▶ What you need to do:
Please copy out every one of the records below, line for line, without changing anything.

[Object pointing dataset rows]
_ _ _ _ _ _ _

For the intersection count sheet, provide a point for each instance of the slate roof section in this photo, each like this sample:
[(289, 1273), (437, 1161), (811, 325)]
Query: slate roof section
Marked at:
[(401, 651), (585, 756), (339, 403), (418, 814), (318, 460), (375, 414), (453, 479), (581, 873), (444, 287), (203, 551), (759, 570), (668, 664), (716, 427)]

_ _ _ _ _ _ _

▶ Task result:
For the intersection count sheet, provide a point for each instance of the slate roof section in this photo, each like this sample:
[(289, 1273), (437, 1161), (811, 325)]
Query: slate roof section
Marked at:
[(401, 651), (585, 756), (339, 403), (418, 814), (318, 460), (375, 414), (453, 479), (581, 873), (444, 287), (203, 551), (759, 570), (668, 664), (716, 427)]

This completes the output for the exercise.